Dataset entries:
=====
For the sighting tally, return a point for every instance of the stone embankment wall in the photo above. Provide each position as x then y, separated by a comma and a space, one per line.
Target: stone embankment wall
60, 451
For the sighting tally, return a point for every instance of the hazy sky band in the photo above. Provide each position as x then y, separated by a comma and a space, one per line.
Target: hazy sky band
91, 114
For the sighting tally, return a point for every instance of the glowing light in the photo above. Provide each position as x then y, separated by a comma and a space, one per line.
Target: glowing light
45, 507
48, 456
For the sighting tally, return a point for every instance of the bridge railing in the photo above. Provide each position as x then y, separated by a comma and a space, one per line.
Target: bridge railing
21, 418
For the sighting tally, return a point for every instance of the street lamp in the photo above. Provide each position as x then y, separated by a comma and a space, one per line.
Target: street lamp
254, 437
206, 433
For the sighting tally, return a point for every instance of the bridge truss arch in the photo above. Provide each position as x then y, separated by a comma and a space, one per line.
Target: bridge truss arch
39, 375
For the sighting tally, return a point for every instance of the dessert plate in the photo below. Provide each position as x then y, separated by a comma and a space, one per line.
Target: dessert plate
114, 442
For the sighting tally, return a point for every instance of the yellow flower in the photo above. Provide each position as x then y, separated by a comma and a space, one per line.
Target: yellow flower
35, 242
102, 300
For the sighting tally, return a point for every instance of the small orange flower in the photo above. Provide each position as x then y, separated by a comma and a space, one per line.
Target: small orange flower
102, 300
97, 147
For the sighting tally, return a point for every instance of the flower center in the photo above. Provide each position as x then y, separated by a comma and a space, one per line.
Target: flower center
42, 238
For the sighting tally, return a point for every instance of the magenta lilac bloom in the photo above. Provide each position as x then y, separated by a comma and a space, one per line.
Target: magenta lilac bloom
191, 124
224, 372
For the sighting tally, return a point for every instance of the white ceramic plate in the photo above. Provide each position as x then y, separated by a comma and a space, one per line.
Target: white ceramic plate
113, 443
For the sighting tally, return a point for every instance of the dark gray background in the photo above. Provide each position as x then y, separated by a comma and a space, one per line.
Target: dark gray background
=====
Above are some records. Copy each of their lines that holds the string "background".

For the sighting tally, return a point for every instance of the dark gray background in the photo above. Provide each position as x then y, separated by a comma and a space, one per line.
Target: dark gray background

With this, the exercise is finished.